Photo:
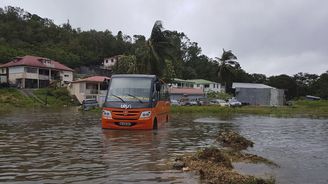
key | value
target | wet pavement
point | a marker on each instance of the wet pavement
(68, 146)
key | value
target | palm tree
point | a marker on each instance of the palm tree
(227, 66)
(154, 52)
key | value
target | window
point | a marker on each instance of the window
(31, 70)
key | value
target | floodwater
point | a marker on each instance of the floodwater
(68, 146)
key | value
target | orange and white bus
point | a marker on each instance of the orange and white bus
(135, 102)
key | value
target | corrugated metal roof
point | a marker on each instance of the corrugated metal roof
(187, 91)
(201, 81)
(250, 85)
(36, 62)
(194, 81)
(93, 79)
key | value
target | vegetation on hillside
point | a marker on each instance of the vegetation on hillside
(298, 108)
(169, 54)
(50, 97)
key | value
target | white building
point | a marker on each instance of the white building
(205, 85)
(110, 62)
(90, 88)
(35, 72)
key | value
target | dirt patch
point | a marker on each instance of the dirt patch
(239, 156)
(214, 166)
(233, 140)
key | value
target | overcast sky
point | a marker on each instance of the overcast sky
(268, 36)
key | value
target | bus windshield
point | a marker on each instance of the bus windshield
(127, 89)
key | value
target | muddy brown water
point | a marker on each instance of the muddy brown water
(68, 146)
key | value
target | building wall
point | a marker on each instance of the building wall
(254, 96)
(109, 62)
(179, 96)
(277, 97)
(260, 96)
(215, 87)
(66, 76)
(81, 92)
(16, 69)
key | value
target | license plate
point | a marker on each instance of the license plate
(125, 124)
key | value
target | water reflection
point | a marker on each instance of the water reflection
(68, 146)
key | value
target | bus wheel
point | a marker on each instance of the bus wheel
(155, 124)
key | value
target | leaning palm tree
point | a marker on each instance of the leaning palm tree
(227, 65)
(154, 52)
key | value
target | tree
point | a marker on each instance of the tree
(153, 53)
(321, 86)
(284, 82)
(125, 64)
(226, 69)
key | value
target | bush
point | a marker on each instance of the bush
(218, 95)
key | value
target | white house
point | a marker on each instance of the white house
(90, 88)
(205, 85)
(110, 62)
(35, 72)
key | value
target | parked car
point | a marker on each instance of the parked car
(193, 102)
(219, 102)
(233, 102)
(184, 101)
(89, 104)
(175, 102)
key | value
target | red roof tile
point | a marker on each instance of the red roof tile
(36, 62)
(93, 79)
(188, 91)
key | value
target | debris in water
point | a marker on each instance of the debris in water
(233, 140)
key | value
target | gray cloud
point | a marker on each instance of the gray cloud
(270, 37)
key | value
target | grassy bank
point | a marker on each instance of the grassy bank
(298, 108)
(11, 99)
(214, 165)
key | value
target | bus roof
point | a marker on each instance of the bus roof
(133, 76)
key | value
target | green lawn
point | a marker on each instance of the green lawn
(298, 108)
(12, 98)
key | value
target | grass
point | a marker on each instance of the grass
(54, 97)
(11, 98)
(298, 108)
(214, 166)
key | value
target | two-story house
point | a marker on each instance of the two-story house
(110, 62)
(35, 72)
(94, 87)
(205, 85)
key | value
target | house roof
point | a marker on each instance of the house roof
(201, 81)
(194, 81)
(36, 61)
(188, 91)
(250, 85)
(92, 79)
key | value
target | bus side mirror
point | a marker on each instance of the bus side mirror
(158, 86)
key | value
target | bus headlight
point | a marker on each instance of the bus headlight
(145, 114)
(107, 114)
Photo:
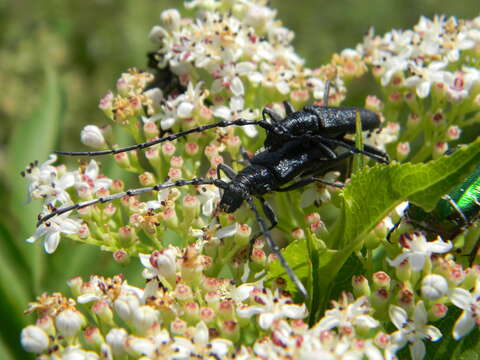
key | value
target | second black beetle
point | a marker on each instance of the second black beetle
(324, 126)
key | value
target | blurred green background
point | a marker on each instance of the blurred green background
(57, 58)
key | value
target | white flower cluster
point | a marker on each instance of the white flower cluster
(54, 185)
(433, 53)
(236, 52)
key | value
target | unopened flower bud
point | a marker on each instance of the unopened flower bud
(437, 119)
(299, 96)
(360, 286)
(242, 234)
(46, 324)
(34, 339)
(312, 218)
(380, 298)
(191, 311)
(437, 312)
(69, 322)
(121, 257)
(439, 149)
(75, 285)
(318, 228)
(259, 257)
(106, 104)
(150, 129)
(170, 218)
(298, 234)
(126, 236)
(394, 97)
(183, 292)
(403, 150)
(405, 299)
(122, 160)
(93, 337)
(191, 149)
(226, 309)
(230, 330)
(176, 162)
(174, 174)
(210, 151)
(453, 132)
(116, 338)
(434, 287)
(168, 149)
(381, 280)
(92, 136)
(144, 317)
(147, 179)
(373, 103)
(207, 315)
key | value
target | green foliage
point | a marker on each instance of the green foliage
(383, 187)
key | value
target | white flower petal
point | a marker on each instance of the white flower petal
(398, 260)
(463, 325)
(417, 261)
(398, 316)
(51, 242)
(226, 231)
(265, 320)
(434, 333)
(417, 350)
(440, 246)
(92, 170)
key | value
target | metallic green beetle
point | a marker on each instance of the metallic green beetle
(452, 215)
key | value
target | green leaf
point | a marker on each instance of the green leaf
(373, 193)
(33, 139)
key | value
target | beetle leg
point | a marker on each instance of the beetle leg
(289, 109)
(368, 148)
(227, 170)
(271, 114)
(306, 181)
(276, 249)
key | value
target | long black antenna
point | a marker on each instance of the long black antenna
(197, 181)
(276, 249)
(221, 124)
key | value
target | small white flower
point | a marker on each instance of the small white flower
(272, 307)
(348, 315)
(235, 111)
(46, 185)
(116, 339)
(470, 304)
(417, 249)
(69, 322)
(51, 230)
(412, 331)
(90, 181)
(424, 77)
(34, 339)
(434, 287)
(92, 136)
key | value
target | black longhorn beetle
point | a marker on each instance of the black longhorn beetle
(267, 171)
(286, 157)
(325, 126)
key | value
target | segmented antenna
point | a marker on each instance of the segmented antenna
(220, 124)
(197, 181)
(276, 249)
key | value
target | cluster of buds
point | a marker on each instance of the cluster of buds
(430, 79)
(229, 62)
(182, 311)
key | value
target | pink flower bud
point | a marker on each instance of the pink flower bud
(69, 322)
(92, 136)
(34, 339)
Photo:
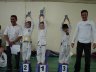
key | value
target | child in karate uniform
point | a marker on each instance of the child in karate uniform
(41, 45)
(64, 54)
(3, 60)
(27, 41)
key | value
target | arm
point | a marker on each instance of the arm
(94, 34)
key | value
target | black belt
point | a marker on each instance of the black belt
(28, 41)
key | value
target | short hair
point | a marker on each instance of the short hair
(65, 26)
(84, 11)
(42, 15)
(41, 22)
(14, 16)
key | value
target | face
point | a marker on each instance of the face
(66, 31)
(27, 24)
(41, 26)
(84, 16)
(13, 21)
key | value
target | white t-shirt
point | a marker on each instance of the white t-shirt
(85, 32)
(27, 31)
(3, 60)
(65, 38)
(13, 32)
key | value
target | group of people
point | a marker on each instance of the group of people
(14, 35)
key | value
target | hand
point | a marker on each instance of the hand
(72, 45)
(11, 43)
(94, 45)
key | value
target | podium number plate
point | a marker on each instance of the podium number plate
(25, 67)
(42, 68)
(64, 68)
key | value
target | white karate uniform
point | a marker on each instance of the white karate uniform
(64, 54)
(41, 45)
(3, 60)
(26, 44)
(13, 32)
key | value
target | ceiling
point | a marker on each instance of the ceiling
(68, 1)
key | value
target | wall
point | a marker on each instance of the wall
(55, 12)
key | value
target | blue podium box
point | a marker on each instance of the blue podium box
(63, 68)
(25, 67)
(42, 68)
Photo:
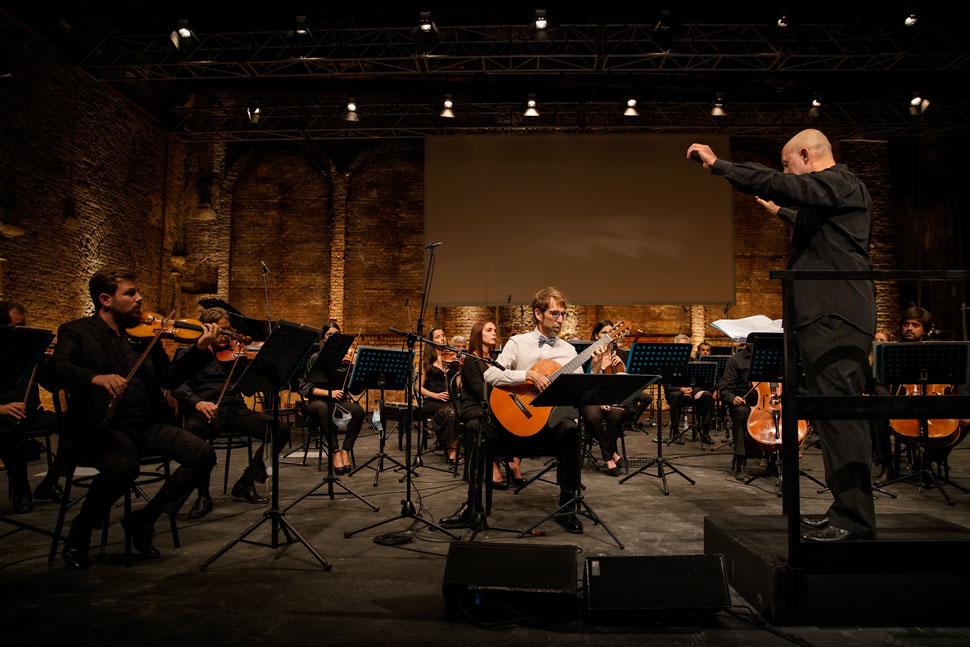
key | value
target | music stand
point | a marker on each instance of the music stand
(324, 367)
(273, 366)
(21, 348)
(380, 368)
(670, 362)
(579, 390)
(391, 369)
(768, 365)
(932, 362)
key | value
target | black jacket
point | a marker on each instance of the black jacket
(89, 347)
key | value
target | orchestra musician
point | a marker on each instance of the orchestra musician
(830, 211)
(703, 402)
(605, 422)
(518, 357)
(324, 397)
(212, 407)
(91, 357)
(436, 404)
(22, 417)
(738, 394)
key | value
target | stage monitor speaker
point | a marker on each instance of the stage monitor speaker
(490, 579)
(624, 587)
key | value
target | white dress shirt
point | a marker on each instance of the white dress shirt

· · · ·

§ **The task**: Of the lines above, copy each one that contains the word "dress".

§ **Answer to this exercise**:
target | white dress shirt
point | a marker on each instance of the white dress shirt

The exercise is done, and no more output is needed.